> **What is being asked**
The response should be a faithful copy of every record, with nothing left out.

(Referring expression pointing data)
-=-=-

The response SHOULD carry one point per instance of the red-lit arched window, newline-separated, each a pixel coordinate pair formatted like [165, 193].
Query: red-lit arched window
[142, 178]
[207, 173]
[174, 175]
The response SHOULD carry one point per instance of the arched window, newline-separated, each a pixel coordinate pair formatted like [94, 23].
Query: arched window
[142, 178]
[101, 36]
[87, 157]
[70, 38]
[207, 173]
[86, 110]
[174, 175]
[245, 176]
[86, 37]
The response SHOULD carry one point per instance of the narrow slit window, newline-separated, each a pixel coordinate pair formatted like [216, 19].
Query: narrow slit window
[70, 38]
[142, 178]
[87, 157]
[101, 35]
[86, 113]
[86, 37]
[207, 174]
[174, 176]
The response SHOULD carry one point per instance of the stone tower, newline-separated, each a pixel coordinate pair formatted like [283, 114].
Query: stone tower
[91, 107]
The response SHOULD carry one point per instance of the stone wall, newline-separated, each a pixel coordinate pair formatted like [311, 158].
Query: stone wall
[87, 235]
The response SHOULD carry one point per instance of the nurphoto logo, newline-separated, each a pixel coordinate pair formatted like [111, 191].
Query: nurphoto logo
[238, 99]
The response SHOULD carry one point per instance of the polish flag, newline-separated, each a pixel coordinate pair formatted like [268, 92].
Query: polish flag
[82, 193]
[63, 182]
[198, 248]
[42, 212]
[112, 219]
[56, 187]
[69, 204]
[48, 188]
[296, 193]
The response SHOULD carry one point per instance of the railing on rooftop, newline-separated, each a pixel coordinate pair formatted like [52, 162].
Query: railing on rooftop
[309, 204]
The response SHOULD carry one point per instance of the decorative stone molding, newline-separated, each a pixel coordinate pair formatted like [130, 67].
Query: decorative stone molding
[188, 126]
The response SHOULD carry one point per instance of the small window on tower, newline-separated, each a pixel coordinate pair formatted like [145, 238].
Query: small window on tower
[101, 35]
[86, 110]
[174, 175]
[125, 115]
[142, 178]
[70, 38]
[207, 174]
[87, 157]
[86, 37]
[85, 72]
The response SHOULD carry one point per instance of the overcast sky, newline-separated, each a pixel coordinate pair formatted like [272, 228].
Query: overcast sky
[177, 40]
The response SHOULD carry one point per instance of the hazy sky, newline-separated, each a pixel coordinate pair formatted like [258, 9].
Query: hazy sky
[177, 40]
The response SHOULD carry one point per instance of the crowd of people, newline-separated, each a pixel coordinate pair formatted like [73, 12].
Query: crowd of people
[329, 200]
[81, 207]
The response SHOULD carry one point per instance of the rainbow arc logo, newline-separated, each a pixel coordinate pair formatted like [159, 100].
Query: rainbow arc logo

-=-=-

> **Reply to the exercise**
The response SHOULD carry one point per instance of the red-lit arched window, newline-separated, each a pixel coordinate pair formatted like [165, 193].
Query: red-lit arched window
[142, 178]
[207, 173]
[174, 175]
The response SHOULD carry one point per instance of the arched window, newline-separated, each a pixel coordinate pair formatted like [94, 23].
Query: arched window
[142, 178]
[101, 36]
[87, 157]
[70, 38]
[207, 173]
[86, 110]
[174, 175]
[245, 176]
[86, 37]
The response SHOULD carry one point per instance of the narrow slit window, newline-separated, each a pixel coordinate pair formatted like [216, 19].
Query: narrow slit window
[70, 38]
[142, 178]
[87, 157]
[101, 35]
[86, 113]
[86, 37]
[207, 174]
[174, 176]
The response SHOULD carry one point per instance of the stone tower, newline-separated, each a pixel coordinate pair formatted like [283, 114].
Query: stone tower
[91, 107]
The response SHOULD carry one point per instance of the stone wall, newline-separated, each a pixel coordinate pair formatted like [311, 158].
Query: stone wall
[87, 235]
The response SHOULD carry one point per instance of the nurphoto logo, newline-separated, each a pixel coordinate pair formatted like [111, 191].
Query: nurphoto logo
[238, 99]
The response SHOULD carry one point per instance of the polish flag, newline-separated, each a pixel coordinate pair formatted like [268, 92].
Query: polish flag
[82, 193]
[63, 182]
[198, 248]
[42, 212]
[112, 219]
[56, 187]
[69, 204]
[48, 188]
[296, 193]
The response SHOULD carry one point per instance of the railing on rooftop, newline-separated, each a pixel coordinate pair formatted like [52, 162].
Query: railing on rooftop
[309, 204]
The response SHOULD carry one point per instance of the decorative stone molding, newline-separated, each a pixel coordinate pair formatted like [130, 67].
Query: decorative stone molding
[188, 126]
The response SHOULD carry one point per instance of the small window on tower, newline-separated, each a pixel coordinate pair formatted like [145, 238].
Query: small window on tower
[101, 35]
[86, 110]
[174, 175]
[125, 115]
[142, 178]
[70, 38]
[207, 174]
[87, 157]
[86, 37]
[85, 72]
The response SHOULD carry one point per instance of the overcast sky, newline-separated, each a pixel coordinate pair formatted like [272, 228].
Query: overcast sky
[177, 40]
The response SHOULD carry one point per instance of the hazy sky, newline-separated, each a pixel coordinate pair formatted like [258, 9].
Query: hazy sky
[177, 40]
The response SHOULD carry one point per instance of the crowd of people, newline-separated, each a pixel coordinate pair formatted like [73, 12].
Query: crowd of people
[329, 200]
[81, 207]
The response SHOULD carry one point per instance of the rainbow arc logo, newline-separated, each a pixel coordinate pair formatted like [159, 100].
Query: rainbow arc logo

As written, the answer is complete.